## Task to carry out
Each line should be copied exactly.

## Input for this task
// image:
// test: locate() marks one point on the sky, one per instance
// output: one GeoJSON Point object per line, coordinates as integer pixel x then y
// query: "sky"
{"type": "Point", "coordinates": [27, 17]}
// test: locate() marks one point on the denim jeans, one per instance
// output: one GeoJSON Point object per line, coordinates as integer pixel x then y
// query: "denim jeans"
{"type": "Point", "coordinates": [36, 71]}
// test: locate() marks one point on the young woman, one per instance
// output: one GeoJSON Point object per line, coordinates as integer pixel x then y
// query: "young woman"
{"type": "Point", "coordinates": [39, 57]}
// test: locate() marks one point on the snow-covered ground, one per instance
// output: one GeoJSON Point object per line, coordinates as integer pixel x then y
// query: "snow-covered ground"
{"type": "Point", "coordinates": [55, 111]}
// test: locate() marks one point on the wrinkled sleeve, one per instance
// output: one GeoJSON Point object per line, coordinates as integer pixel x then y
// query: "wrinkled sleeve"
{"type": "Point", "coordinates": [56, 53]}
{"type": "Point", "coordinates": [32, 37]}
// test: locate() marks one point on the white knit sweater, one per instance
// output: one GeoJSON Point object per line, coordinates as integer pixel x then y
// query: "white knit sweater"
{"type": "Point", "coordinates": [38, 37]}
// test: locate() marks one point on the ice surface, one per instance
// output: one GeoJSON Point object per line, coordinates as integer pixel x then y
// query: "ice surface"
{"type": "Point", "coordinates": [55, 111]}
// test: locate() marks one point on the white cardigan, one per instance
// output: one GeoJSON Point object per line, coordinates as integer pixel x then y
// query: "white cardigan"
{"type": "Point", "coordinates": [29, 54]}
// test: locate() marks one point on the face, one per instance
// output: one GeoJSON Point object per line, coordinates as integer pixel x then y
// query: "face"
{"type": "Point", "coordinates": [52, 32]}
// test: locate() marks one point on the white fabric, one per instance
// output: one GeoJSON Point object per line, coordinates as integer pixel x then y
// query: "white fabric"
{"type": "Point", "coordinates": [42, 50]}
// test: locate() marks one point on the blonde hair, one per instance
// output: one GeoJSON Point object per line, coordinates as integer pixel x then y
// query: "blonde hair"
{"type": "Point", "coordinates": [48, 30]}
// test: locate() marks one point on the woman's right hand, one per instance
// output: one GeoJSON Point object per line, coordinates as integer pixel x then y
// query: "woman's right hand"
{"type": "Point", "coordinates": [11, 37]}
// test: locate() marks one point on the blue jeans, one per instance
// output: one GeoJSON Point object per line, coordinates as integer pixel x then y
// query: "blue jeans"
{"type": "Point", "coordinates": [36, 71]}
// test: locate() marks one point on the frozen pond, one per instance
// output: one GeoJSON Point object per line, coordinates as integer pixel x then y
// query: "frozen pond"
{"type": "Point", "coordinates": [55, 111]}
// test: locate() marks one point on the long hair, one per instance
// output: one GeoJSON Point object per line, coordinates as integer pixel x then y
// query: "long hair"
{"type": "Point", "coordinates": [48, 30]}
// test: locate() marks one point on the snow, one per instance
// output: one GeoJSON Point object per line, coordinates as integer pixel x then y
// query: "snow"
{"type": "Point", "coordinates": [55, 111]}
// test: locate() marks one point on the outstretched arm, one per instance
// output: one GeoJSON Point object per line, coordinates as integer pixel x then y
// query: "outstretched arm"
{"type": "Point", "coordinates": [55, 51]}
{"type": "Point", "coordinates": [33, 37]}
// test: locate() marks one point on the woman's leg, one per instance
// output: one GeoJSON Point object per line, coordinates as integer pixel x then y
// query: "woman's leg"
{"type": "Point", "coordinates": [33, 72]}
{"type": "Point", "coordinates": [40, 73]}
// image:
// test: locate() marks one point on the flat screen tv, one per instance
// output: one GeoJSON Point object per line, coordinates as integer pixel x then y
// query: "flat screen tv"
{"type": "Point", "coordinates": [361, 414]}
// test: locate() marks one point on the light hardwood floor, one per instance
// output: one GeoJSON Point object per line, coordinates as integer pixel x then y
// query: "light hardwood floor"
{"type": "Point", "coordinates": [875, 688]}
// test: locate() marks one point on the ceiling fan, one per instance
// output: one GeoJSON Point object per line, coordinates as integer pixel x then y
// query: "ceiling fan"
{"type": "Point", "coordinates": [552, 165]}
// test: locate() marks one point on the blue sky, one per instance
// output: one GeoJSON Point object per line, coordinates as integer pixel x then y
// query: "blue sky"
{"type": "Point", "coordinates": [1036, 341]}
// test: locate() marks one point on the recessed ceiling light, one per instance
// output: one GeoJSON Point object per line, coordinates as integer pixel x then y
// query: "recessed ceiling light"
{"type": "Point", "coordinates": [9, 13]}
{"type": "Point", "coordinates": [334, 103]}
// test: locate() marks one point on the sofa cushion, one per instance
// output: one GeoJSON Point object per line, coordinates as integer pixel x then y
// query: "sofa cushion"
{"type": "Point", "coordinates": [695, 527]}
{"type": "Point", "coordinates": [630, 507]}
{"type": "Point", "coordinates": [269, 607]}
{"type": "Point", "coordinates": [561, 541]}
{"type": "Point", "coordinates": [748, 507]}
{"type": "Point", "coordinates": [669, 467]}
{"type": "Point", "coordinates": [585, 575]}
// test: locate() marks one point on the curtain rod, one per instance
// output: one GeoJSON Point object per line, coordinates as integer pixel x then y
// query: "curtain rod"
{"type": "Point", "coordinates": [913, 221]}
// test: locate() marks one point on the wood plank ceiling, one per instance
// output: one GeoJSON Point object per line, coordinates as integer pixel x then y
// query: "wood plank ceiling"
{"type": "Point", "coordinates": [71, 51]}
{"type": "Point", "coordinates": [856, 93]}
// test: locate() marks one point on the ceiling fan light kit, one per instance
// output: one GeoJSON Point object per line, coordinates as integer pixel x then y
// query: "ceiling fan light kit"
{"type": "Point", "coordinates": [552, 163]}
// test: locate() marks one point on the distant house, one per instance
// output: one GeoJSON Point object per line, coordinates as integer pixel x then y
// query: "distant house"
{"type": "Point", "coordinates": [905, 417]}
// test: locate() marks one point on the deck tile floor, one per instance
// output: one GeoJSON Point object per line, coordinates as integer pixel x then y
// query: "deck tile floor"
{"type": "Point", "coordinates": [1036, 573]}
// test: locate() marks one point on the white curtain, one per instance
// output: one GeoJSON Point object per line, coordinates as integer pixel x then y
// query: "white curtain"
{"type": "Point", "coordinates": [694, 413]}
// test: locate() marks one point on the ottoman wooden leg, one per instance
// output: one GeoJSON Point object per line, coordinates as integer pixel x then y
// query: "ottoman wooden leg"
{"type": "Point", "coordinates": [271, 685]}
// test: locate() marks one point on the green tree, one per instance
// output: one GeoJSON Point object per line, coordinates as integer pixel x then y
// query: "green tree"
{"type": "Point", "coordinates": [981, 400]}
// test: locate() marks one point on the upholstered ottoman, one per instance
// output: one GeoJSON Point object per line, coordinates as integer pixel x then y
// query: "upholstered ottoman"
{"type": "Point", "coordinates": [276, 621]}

## Task solution
// image:
// test: locate() marks one point on the sky, one per instance
// output: one GeoJSON Point object per line, coordinates as integer pixel x then y
// query: "sky"
{"type": "Point", "coordinates": [27, 17]}
// test: locate() marks one point on the denim jeans, one per instance
// output: one GeoJSON Point object per line, coordinates as integer pixel x then y
// query: "denim jeans"
{"type": "Point", "coordinates": [36, 71]}
// test: locate() marks one point on the young woman, one per instance
// output: one GeoJSON Point object per line, coordinates as integer pixel x then y
// query: "young woman"
{"type": "Point", "coordinates": [39, 57]}
// test: locate() marks one point on the snow-covered ground, one per instance
// output: one GeoJSON Point object per line, coordinates as integer pixel x then y
// query: "snow-covered ground"
{"type": "Point", "coordinates": [55, 111]}
// test: locate() marks one point on the wrinkled sleeve, one per instance
// output: one GeoJSON Point object per line, coordinates as integer pixel x then y
// query: "wrinkled sleeve"
{"type": "Point", "coordinates": [56, 53]}
{"type": "Point", "coordinates": [32, 37]}
// test: locate() marks one point on the white knit sweater, one per instance
// output: one GeoJSON Point object per line, coordinates as integer pixel x then y
// query: "white knit sweater"
{"type": "Point", "coordinates": [38, 37]}
// test: locate() marks one point on the ice surface, one per instance
// output: one GeoJSON Point object per line, coordinates as integer pixel x then y
// query: "ice surface"
{"type": "Point", "coordinates": [55, 111]}
// test: locate() marks one point on the white cardigan, one per instance
// output: one GeoJSON Point object per line, coordinates as integer pixel x then y
// query: "white cardigan"
{"type": "Point", "coordinates": [29, 54]}
// test: locate() marks one point on the face, one per instance
// output: one GeoJSON Point object per line, coordinates as integer pixel x then y
// query: "face"
{"type": "Point", "coordinates": [52, 32]}
// test: locate() marks one point on the white fabric, one per instance
// output: one GeoJSON Point object per line, coordinates as integer pixel x then y
// query: "white fabric"
{"type": "Point", "coordinates": [42, 50]}
// test: locate() marks one point on the blonde hair, one per instance
// output: one GeoJSON Point object per line, coordinates as integer pixel x then y
// query: "blonde hair"
{"type": "Point", "coordinates": [48, 30]}
// test: locate() marks one point on the woman's right hand, one per instance
// output: one GeoJSON Point object per line, coordinates as integer pixel x then y
// query: "woman's right hand"
{"type": "Point", "coordinates": [11, 37]}
// test: locate() marks one point on the blue jeans, one per instance
// output: one GeoJSON Point object per line, coordinates as integer pixel x then y
// query: "blue jeans"
{"type": "Point", "coordinates": [36, 71]}
// test: locate() marks one point on the frozen pond, one per instance
// output: one GeoJSON Point object per line, coordinates as integer pixel x then y
// query: "frozen pond"
{"type": "Point", "coordinates": [55, 111]}
// test: locate() marks one point on the long hair, one per instance
// output: one GeoJSON Point object per line, coordinates as integer pixel x then y
// query: "long hair"
{"type": "Point", "coordinates": [48, 30]}
// test: locate() marks one point on the snow, one per instance
// output: one GeoJSON Point object per line, coordinates as integer pixel x then y
// query: "snow"
{"type": "Point", "coordinates": [55, 111]}
// test: locate() marks one point on the outstretched arm, one per instance
// output: one GeoJSON Point object per line, coordinates as integer pixel x then y
// query: "outstretched arm"
{"type": "Point", "coordinates": [55, 51]}
{"type": "Point", "coordinates": [33, 37]}
// test: locate() marks one point on the woman's leg, one per instance
// output: one GeoJSON Point object per line, coordinates as integer pixel x then y
// query: "woman's leg"
{"type": "Point", "coordinates": [33, 72]}
{"type": "Point", "coordinates": [40, 73]}
// image:
// test: locate() marks one point on the flat screen tv, one per instance
// output: one GeoJSON Point object per line, coordinates as integer pixel x then y
// query: "flat screen tv"
{"type": "Point", "coordinates": [361, 414]}
// test: locate() marks one point on the light hardwood floor, one per instance
// output: one GeoJSON Point object per line, coordinates as integer pixel x then y
// query: "light hardwood floor"
{"type": "Point", "coordinates": [875, 688]}
// test: locate() marks one point on the ceiling fan, one per instance
// output: one GeoJSON Point object per line, coordinates as integer pixel x then y
// query: "ceiling fan"
{"type": "Point", "coordinates": [552, 165]}
// test: locate() marks one point on the blue sky, one per instance
// output: one GeoJSON Point object per line, coordinates as integer pixel x then y
// query: "blue sky"
{"type": "Point", "coordinates": [1036, 341]}
// test: locate() marks one point on the recessed ceiling light, one per instance
// output: one GeoJSON Point object per line, coordinates as integer pixel x then y
// query: "recessed ceiling light"
{"type": "Point", "coordinates": [9, 13]}
{"type": "Point", "coordinates": [334, 103]}
// test: locate() marks one point on the sofa cushion, one per instance
// output: one GeoJSON Point object per line, coordinates as integer pixel x then y
// query: "sofa cushion"
{"type": "Point", "coordinates": [695, 527]}
{"type": "Point", "coordinates": [630, 507]}
{"type": "Point", "coordinates": [269, 607]}
{"type": "Point", "coordinates": [561, 541]}
{"type": "Point", "coordinates": [748, 507]}
{"type": "Point", "coordinates": [669, 467]}
{"type": "Point", "coordinates": [585, 575]}
// test: locate() marks one point on the curtain rod, one per instance
// output: one GeoJSON Point object per line, coordinates as integer pixel x then y
// query: "curtain rod"
{"type": "Point", "coordinates": [913, 221]}
// test: locate() marks one point on the wood plank ceiling, one per instance
// output: one GeoJSON Point object per line, coordinates as integer pixel x then y
// query: "wood plank ceiling"
{"type": "Point", "coordinates": [71, 51]}
{"type": "Point", "coordinates": [856, 93]}
// test: locate() marks one point on the ceiling fan light kit, one per instance
// output: one GeoJSON Point object per line, coordinates as integer pixel x then y
// query: "ceiling fan light kit"
{"type": "Point", "coordinates": [552, 163]}
// test: locate() marks one point on the distant house, one per instance
// output: one GeoJSON Point object per line, coordinates as integer pixel x then y
// query: "distant house"
{"type": "Point", "coordinates": [905, 417]}
// test: locate() marks one point on the deck tile floor, one per instance
// output: one GeoJSON Point object per line, coordinates as integer pixel x then y
// query: "deck tile floor"
{"type": "Point", "coordinates": [1036, 573]}
// test: locate() marks one point on the white curtain, one per instance
// output: one GeoJSON Point object per line, coordinates as integer pixel x then y
// query: "white curtain"
{"type": "Point", "coordinates": [694, 413]}
// test: locate() marks one point on the ottoman wooden leg, one per instance
// output: one GeoJSON Point object per line, coordinates as integer pixel x then y
// query: "ottoman wooden leg"
{"type": "Point", "coordinates": [271, 685]}
// test: locate() marks one point on the green tree, one per instance
// output: one GeoJSON Point object per line, coordinates as integer pixel x then y
// query: "green tree"
{"type": "Point", "coordinates": [981, 400]}
// test: locate() marks one point on the upholstered ottoman, one per instance
// output: one GeoJSON Point object per line, coordinates as integer pixel x then y
// query: "upholstered ottoman"
{"type": "Point", "coordinates": [276, 621]}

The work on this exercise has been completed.